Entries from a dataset
——

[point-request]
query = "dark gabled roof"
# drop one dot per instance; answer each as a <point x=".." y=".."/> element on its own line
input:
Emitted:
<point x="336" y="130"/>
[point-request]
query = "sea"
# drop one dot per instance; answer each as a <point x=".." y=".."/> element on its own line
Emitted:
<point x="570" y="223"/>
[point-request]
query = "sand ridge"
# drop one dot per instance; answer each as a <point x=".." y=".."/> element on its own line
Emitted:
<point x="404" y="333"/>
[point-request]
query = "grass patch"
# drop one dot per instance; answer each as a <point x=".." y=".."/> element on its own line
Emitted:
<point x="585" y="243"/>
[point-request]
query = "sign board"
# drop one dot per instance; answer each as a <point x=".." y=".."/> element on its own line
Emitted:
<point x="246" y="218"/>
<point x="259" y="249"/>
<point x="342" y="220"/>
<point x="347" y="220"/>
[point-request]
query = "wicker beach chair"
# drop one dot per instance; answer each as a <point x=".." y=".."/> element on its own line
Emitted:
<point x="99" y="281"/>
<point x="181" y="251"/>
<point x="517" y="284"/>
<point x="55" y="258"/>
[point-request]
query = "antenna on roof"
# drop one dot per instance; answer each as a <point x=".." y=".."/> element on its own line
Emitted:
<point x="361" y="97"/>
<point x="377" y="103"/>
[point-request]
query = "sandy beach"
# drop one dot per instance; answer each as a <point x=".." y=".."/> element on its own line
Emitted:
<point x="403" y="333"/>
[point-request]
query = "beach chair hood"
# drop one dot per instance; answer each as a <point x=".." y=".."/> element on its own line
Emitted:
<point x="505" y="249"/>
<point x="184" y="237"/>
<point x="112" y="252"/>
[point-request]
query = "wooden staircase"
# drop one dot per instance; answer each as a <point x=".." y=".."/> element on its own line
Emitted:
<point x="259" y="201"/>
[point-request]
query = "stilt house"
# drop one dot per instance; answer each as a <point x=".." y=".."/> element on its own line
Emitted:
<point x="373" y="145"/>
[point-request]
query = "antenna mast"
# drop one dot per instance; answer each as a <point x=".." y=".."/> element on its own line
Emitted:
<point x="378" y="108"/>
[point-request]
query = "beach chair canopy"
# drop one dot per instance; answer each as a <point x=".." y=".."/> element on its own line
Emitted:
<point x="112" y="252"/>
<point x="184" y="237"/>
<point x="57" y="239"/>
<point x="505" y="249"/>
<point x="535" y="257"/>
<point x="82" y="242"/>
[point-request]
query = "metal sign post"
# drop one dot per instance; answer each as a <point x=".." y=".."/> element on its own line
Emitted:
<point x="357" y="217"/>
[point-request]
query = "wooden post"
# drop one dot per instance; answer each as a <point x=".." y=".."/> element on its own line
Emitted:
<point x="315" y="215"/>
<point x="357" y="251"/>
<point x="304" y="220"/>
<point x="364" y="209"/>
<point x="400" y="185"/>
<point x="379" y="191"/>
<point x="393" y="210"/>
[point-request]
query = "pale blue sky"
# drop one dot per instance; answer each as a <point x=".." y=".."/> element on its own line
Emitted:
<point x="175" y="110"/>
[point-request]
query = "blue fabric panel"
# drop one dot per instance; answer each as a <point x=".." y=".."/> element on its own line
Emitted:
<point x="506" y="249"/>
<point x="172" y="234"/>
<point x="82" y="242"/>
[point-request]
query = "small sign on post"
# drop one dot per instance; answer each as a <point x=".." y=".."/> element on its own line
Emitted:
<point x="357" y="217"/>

——

• [EXERCISE BRIEF]: Every line above should be retyped exactly as given.

• [RESULT OF THE TASK]:
[point-request]
query = "dark gabled roof"
# drop one dot per instance; answer each as a <point x=".." y=".."/> element on its own line
input:
Emitted:
<point x="336" y="130"/>
[point-request]
query = "sea"
# drop one dot per instance; answer each as a <point x=".." y=".."/> element on its own line
Emitted:
<point x="570" y="223"/>
[point-request]
query = "sand ridge"
# drop one dot per instance; answer each as a <point x=".." y=".."/> element on its own line
Emitted:
<point x="404" y="333"/>
[point-request]
query = "grass patch"
# drop one dot per instance; answer each as a <point x=".." y=".."/> element on its own line
Emitted:
<point x="585" y="243"/>
[point-request]
query = "sign board"
# drop one dot per instance; answer each as a <point x=".." y=".."/> element on its own line
Emitted:
<point x="246" y="218"/>
<point x="259" y="249"/>
<point x="342" y="220"/>
<point x="347" y="220"/>
[point-request]
query = "wicker beach chair"
# drop one dot per instance; answer each as a <point x=".." y=".."/> element on its own line
Emitted:
<point x="99" y="281"/>
<point x="181" y="251"/>
<point x="517" y="284"/>
<point x="55" y="258"/>
[point-request]
query = "antenna on roof"
# drop one dot per instance; answer each as a <point x=".." y=".."/> element on its own line
Emitted:
<point x="361" y="97"/>
<point x="377" y="103"/>
[point-request]
query = "sandy beach"
# drop one dot per instance; answer each as a <point x=".." y=".."/> element on its own line
Emitted:
<point x="403" y="333"/>
[point-request]
query = "beach chair hood"
# drop one dot per instance; answer each as a <point x=".." y=".."/> element on its own line
Emitted:
<point x="505" y="249"/>
<point x="184" y="237"/>
<point x="112" y="252"/>
[point-request]
query = "wooden staircase"
# drop one dot per instance; answer each as a <point x=".." y=".."/> element on its own line
Emitted:
<point x="259" y="201"/>
[point-request]
query = "stilt house"
# drop one dot per instance; answer each as a <point x=".." y=".."/> element on its own line
Emitted:
<point x="373" y="145"/>
[point-request]
query = "antenna mast"
# drop one dot per instance; answer each as a <point x=".." y=".."/> element on its own line
Emitted:
<point x="378" y="108"/>
[point-request]
query = "beach chair canopy"
# drop one dot per instance; answer each as a <point x=".." y=".."/> element on its own line
Emitted:
<point x="112" y="252"/>
<point x="184" y="237"/>
<point x="57" y="239"/>
<point x="505" y="249"/>
<point x="535" y="257"/>
<point x="82" y="242"/>
[point-request]
query = "metal sign post"
# drop one dot per instance; answer each as a <point x=".." y=".."/> element on its own line
Emitted:
<point x="357" y="217"/>
[point-request]
query = "wooden post"
# drop one dot per instance; answer each as a <point x=".." y=".."/> element on its own line
Emitted:
<point x="315" y="215"/>
<point x="357" y="251"/>
<point x="304" y="220"/>
<point x="364" y="209"/>
<point x="400" y="185"/>
<point x="379" y="191"/>
<point x="393" y="210"/>
[point-request]
query = "pale blue sky"
# drop one dot per instance; answer each as a <point x=".." y=".."/> element on its own line
Emitted:
<point x="175" y="110"/>
[point-request]
query = "blue fabric panel"
# drop one dot per instance; answer each as a <point x=".." y=".."/> element on its own line
Emitted:
<point x="506" y="249"/>
<point x="172" y="234"/>
<point x="82" y="242"/>
[point-request]
query = "small sign on post"
# drop one dot per instance; answer each as a <point x=".." y=".."/> element on its own line
Emitted:
<point x="357" y="217"/>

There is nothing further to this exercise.